### [What is being asked]
From the data below, repeat exactly the lines from the line with "Query: white lace wedding dress" to the line with "hands, one point per instance.", both included.

### [Supplied data]
□ □ □ □ □

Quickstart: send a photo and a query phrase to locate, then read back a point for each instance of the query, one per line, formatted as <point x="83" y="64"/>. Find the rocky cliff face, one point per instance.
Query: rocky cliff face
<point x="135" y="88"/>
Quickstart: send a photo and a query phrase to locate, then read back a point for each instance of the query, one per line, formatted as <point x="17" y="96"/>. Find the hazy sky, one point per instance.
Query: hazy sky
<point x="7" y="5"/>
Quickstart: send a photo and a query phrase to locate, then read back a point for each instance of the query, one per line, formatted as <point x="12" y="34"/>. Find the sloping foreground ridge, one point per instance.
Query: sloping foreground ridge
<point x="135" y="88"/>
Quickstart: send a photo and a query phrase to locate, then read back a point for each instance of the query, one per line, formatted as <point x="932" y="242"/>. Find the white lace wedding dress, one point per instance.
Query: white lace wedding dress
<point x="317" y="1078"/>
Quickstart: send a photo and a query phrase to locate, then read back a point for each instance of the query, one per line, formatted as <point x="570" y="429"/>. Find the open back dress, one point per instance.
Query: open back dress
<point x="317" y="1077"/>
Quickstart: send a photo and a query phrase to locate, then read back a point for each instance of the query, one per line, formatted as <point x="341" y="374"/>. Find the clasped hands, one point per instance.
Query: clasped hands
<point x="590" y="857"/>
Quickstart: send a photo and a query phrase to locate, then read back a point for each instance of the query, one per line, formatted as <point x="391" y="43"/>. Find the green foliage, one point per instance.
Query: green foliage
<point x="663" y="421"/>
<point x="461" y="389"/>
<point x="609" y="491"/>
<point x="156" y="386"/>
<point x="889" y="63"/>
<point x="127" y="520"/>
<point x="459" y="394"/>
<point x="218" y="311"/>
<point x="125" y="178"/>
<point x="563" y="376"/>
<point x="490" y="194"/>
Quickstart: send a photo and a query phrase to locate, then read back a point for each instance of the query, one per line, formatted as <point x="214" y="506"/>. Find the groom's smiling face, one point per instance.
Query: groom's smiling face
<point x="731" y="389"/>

□ □ □ □ □

### [Answer space]
Query: white lace wedding dress
<point x="317" y="1078"/>
Quickstart: send a photo and a query phrase to locate, then read back a point for each instance of the query, one per line, formatted as <point x="570" y="429"/>. Find the open back dress, one point per instance.
Query: open back dress
<point x="317" y="1077"/>
Quickstart: send a photo and a query phrase to locate, then read back a point for each instance of the query, one per line, formatted as <point x="341" y="374"/>. Find the clasped hands, one point per instance.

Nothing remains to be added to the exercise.